## start Document

God’s words to Noah aside, Claiborne recognizes that he needs to explain the prescription of the death penalty in the Old Testament and the New. To do so, he posits what might be termed a theory of progressive mercy. If this is not too glib, Claiborne seems to suggest that we grade God’s mercy on a curve. He argues that the teachings God gave to Moses about the death penalty were in fact merciful, relative to the standards of the age. In Claiborne’s telling, God’s mercy then progresses in the New Testament, becoming even more manifest in Jesus Christ, and culminating not only in the case for the abolition of capital punishment, but for total non-violence:

Moses’s law limited violence. Jesus wanted to heal us from violence altogether. Moses’s law said that many deserve to die for the evil they’ve done. Jesus went even further, teaching that while all deserve to die […] we all receive from God the gift of life.

## end Document
## start Data extract

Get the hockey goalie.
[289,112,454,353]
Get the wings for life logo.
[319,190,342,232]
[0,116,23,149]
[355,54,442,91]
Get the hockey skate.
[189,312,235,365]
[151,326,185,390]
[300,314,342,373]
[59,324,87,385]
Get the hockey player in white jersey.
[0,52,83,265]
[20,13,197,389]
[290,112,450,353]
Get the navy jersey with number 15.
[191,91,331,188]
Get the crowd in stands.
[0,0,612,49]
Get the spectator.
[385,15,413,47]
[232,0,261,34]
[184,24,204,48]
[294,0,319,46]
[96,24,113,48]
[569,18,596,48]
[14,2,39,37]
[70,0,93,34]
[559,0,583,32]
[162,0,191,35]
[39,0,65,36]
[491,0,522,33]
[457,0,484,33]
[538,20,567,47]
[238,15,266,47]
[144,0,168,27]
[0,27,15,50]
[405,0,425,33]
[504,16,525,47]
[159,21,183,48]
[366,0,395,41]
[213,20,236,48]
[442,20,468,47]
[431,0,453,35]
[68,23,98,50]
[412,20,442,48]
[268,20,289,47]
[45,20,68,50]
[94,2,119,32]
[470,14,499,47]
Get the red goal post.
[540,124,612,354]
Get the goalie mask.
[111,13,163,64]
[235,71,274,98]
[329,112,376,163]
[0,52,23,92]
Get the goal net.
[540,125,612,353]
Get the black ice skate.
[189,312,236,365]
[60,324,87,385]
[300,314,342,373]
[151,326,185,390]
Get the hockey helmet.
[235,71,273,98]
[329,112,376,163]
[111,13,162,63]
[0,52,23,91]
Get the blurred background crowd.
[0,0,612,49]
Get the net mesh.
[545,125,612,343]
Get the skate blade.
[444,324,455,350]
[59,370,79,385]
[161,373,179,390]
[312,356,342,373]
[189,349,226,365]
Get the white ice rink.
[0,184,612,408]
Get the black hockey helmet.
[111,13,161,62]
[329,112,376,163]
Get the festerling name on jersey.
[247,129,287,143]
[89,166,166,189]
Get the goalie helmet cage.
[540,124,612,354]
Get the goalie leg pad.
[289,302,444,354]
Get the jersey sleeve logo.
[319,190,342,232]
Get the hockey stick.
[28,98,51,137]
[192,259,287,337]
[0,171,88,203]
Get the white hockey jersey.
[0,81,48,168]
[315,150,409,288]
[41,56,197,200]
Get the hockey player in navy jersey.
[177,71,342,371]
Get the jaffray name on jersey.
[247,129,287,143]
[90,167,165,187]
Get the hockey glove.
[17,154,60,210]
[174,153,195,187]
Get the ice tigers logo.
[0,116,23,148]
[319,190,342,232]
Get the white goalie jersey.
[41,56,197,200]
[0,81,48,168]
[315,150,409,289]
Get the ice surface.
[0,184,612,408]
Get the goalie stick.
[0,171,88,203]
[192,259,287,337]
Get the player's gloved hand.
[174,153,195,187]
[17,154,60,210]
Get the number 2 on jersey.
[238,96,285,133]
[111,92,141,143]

## end Data extract

- **Exercise requirements**:
[1] In the passage on Claiborne's view of the death penalty, how does Claiborne describe the teachings God gave to Moses about the death penalty?
[2] Please continue the passage on Claiborne's view of the death penalty, picking up right after its final sentence.

- **Task-by-task results**:
[1] He argues that they were merciful relative to the standards of the age.

[2]
The law of Moses was a good start, an improvement on earlier law. But that Mosaic law is fulfilled in Jesus. No law can heal the human heart. [… ]

Jesus takes us back to God’s ideal. Moses moved us toward the ideal, toward the original dream, by limiting violence and divorce and other ugly things. But Jesus takes us even farther. Return evil with good. Do not fight fire with fire. Jesus admonishes us not to engage in retaliatory violence at all—not to take an eye or a tooth or a limb, ever. (Emphasis in original)

While Claiborne seems to be throwing Moses a bone here, I think it’s actually Jesus whom Claiborne lets off the hook too easily. Jesus is Yahweh in the flesh. Yahweh commanded all that stuff in the Law of Moses. So it’s not Moses who’s on the hook, it’s Jesus.

Claiborne directs an organization called “Red Letter Christians.” The distinctive of the group is to take Jesus’s words seriously. That’s great. And the reason Jesus’s words get the red print is because Jesus is Yahweh in the flesh. Of course, putting all of Yahweh’s words in red would press puzzles that require answers from all Christians. Not least is the question, Why did Yahweh commend, even require, the death penalty in the Old Testament for certain sins, including murder, but command its abolition in the New? That Yahweh settled for “a good start” with all of those death penalties in Moses strikes the ear a bit lamely.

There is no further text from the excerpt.